>>
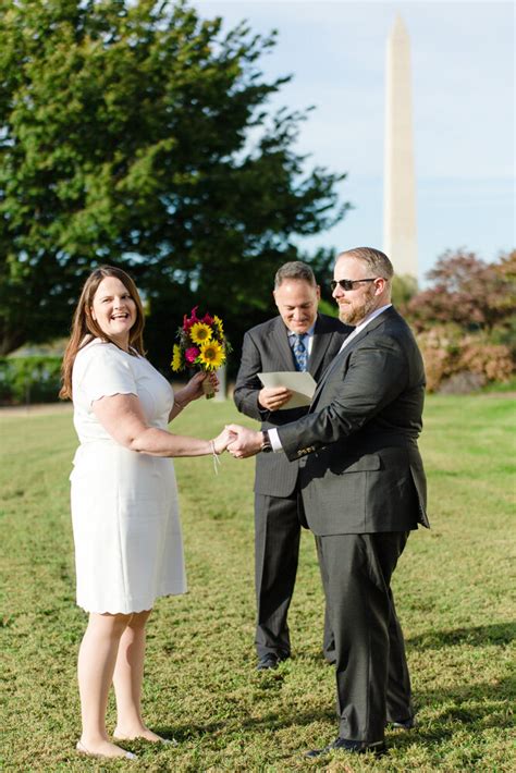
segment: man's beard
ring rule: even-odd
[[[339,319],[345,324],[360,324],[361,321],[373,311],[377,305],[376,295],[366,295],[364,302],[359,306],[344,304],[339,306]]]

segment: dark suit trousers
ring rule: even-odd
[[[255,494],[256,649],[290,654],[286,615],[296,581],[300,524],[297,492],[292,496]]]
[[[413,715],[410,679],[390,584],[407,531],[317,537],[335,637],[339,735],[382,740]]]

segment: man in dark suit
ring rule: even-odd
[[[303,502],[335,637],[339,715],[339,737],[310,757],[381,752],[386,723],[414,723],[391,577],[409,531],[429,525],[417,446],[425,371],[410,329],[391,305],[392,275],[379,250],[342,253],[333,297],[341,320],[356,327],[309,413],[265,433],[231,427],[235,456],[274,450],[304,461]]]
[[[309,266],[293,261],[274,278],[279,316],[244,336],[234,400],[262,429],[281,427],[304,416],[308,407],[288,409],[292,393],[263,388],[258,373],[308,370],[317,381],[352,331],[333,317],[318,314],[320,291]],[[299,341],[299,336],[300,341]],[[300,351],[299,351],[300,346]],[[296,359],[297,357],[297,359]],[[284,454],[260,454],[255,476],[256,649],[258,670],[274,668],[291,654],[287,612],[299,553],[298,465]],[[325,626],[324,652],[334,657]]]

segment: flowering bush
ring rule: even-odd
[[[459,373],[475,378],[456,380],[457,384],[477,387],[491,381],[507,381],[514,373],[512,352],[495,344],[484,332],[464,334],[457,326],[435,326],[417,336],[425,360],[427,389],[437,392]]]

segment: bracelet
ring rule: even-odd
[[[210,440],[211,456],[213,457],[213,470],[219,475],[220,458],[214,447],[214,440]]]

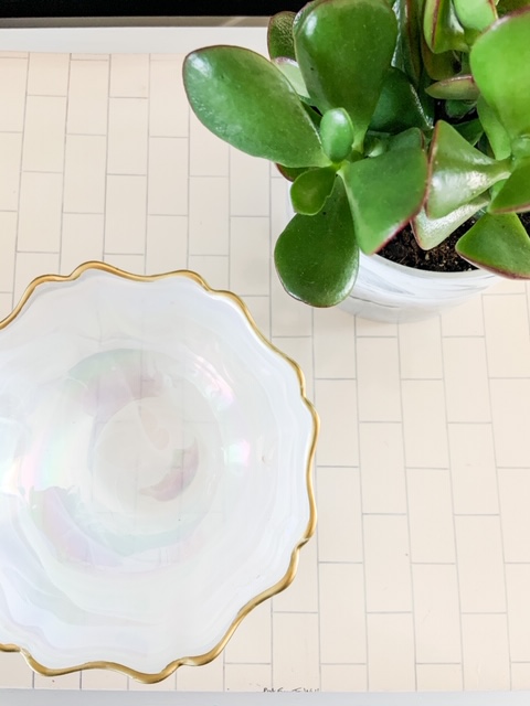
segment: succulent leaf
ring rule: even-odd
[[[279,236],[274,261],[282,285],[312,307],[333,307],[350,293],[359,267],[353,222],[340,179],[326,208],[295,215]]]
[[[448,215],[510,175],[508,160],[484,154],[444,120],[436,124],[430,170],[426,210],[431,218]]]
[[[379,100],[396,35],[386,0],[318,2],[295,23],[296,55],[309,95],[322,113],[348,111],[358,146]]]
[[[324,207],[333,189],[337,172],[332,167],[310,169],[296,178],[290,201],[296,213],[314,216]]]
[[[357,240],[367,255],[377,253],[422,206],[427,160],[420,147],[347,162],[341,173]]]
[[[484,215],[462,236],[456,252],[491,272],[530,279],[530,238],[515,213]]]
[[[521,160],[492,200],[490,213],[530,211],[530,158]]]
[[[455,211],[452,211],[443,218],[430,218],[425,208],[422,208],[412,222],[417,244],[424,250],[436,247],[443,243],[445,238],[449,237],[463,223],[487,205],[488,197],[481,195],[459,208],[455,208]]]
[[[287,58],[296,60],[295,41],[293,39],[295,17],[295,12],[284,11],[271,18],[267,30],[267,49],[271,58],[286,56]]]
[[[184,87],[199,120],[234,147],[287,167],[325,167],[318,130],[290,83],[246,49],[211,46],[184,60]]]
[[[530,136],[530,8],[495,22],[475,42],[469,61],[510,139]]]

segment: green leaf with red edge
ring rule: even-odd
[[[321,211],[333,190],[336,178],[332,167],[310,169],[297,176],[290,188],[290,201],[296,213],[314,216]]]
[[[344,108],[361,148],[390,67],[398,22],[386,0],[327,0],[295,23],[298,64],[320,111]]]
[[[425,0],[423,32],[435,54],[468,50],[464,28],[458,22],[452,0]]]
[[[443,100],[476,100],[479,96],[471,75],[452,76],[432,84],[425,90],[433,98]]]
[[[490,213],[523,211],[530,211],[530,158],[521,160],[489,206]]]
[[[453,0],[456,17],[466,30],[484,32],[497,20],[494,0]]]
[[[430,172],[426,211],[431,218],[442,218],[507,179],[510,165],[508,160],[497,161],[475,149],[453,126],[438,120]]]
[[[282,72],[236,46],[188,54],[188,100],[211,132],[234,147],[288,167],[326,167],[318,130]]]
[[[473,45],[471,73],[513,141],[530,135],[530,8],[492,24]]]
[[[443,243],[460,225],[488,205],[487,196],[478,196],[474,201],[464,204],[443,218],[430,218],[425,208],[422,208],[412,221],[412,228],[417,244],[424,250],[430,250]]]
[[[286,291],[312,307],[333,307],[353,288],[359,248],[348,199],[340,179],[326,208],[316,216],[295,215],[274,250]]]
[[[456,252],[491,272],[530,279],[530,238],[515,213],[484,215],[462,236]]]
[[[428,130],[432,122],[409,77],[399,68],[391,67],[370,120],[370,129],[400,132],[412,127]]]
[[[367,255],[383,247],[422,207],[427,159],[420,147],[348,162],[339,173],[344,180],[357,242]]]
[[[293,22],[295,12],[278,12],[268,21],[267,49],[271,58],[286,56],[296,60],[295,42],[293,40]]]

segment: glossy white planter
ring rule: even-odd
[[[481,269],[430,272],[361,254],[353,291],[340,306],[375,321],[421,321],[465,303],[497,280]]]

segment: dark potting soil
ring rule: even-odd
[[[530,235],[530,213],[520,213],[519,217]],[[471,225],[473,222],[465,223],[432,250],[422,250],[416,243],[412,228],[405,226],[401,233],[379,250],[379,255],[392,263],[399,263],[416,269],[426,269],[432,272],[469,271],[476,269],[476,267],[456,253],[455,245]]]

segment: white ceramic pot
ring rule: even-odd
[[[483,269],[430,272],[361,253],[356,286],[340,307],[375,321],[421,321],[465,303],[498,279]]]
<<
Your objective
Could you change "ring rule" to "fill rule" everywhere in the listing above and give it back otherwise unchanged, without the pictures?

Task solution
segment: man's beard
fill rule: even-odd
[[[339,319],[345,324],[360,324],[361,321],[373,311],[377,305],[376,295],[366,295],[364,302],[359,306],[344,304],[339,306]]]

segment: dark suit trousers
fill rule: even-odd
[[[255,494],[256,649],[290,654],[286,615],[296,581],[300,524],[297,492],[292,496]]]
[[[413,715],[410,679],[390,584],[407,531],[317,537],[335,637],[339,735],[382,740]]]

segment: man in dark suit
fill rule: even-odd
[[[303,502],[335,637],[339,715],[339,737],[310,757],[381,752],[386,723],[414,723],[391,577],[409,531],[429,525],[417,446],[425,371],[410,329],[391,305],[392,275],[379,250],[342,253],[333,297],[341,320],[356,327],[309,413],[265,433],[231,427],[235,456],[274,450],[304,461]]]
[[[309,266],[293,261],[274,278],[279,316],[244,336],[234,400],[262,429],[281,427],[304,416],[308,407],[288,409],[292,393],[263,388],[258,373],[308,370],[317,381],[352,331],[333,317],[318,314],[320,291]],[[299,341],[299,336],[300,341]],[[300,351],[299,351],[300,346]],[[296,359],[297,357],[297,359]],[[284,454],[260,454],[255,476],[256,649],[258,670],[274,668],[291,654],[287,612],[299,553],[298,465]],[[325,626],[324,652],[334,657]]]

segment: flowering bush
fill rule: even-odd
[[[459,373],[475,378],[456,380],[457,384],[477,387],[491,381],[507,381],[514,373],[512,352],[495,344],[484,332],[464,334],[457,326],[435,326],[417,336],[425,360],[427,389],[437,392]]]

segment: bracelet
fill rule: even-odd
[[[210,440],[211,456],[213,457],[213,470],[219,475],[220,458],[214,447],[214,440]]]

segment: succulent leaf
fill rule: even-odd
[[[279,236],[274,261],[282,285],[312,307],[333,307],[350,293],[359,267],[353,222],[340,179],[326,208],[295,215]]]
[[[448,215],[510,175],[508,160],[484,154],[444,120],[436,124],[430,170],[426,210],[431,218]]]
[[[379,100],[396,35],[386,0],[318,2],[295,23],[296,55],[309,95],[322,113],[348,111],[358,146]]]
[[[324,207],[333,189],[337,172],[332,167],[310,169],[296,178],[290,201],[296,213],[314,216]]]
[[[357,240],[367,255],[377,253],[422,206],[427,160],[420,147],[347,162],[341,173]]]
[[[484,215],[462,236],[456,252],[491,272],[530,279],[530,238],[515,213]]]
[[[521,160],[492,200],[490,213],[530,211],[530,158]]]
[[[455,211],[452,211],[443,218],[430,218],[425,208],[422,208],[412,222],[417,244],[424,250],[436,247],[443,243],[445,238],[449,237],[463,223],[487,205],[488,197],[481,195],[459,208],[455,208]]]
[[[287,58],[296,60],[295,41],[293,39],[295,17],[295,12],[284,11],[271,18],[267,30],[267,49],[271,58],[286,56]]]
[[[184,87],[199,120],[234,147],[287,167],[325,167],[318,130],[290,83],[246,49],[211,46],[184,60]]]
[[[530,136],[530,8],[495,22],[475,42],[469,61],[510,139]]]

segment: green leaf with red edge
fill rule: even-odd
[[[321,211],[333,190],[336,178],[332,167],[310,169],[297,176],[290,188],[290,201],[296,213],[314,216]]]
[[[344,108],[361,148],[390,67],[398,22],[386,0],[327,0],[295,23],[298,64],[320,111]]]
[[[425,0],[423,32],[435,54],[468,50],[464,28],[458,22],[452,0]]]
[[[443,100],[476,100],[479,96],[471,75],[452,76],[432,84],[425,90],[433,98]]]
[[[490,213],[523,211],[530,211],[530,158],[521,160],[489,206]]]
[[[453,0],[456,17],[466,30],[484,32],[497,20],[494,0]]]
[[[430,172],[426,211],[431,218],[442,218],[507,179],[510,165],[508,160],[497,161],[475,149],[453,126],[438,120]]]
[[[282,72],[236,46],[188,54],[188,100],[211,132],[234,147],[288,167],[326,167],[318,130]]]
[[[473,45],[471,73],[513,141],[530,135],[530,8],[492,24]]]
[[[443,243],[460,225],[488,205],[487,196],[478,196],[474,201],[464,204],[443,218],[430,218],[425,208],[422,208],[412,221],[412,228],[417,244],[424,250],[430,250]]]
[[[286,291],[312,307],[333,307],[353,288],[359,248],[348,199],[340,179],[326,208],[316,216],[295,215],[274,250]]]
[[[456,252],[491,272],[530,279],[530,238],[515,213],[484,215],[462,236]]]
[[[428,130],[432,122],[409,77],[399,68],[391,67],[370,120],[370,129],[400,132],[412,127]]]
[[[367,255],[383,247],[422,207],[427,159],[420,147],[348,162],[339,173],[344,180],[357,242]]]
[[[293,22],[295,12],[278,12],[268,21],[267,49],[271,58],[286,56],[296,60],[295,42],[293,40]]]

segment: glossy white planter
fill rule: even-odd
[[[481,269],[430,272],[361,254],[353,291],[340,306],[375,321],[421,321],[465,303],[497,280]]]

segment: dark potting soil
fill rule: even-odd
[[[530,235],[530,213],[520,213],[519,217]],[[471,225],[473,222],[465,223],[432,250],[422,250],[416,243],[412,228],[405,226],[401,233],[379,250],[379,255],[392,263],[399,263],[416,269],[426,269],[432,272],[469,271],[476,269],[476,267],[456,253],[455,245]]]

segment: white ceramic pot
fill rule: even-odd
[[[483,269],[430,272],[361,253],[356,286],[340,307],[375,321],[421,321],[465,303],[498,279]]]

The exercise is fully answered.